Using the data that follows, say how many lines contain the word "target", giving the number by itself.

▶ **LISTED ENTRIES**
=====

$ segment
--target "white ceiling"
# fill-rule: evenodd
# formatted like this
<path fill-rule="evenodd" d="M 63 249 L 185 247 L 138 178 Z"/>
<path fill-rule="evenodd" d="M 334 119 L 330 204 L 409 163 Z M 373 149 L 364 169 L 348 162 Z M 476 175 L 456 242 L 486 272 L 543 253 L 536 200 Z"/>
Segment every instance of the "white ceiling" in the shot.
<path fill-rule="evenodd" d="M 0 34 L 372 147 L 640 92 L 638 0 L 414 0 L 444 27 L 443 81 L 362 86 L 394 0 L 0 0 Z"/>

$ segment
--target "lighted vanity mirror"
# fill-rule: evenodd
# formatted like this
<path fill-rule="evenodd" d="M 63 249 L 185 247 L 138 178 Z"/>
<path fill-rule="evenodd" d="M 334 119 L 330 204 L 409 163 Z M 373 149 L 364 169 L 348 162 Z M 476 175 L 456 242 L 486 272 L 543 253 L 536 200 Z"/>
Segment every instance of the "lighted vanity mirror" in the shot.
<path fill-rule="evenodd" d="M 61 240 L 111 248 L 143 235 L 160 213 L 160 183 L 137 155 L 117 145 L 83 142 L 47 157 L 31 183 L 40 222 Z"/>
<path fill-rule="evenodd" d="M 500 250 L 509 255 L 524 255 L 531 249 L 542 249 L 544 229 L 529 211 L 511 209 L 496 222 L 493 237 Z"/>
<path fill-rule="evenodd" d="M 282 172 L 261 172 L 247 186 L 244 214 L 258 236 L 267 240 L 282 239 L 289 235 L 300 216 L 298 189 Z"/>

=====

▶ **RESPONSE TO THIS TASK**
2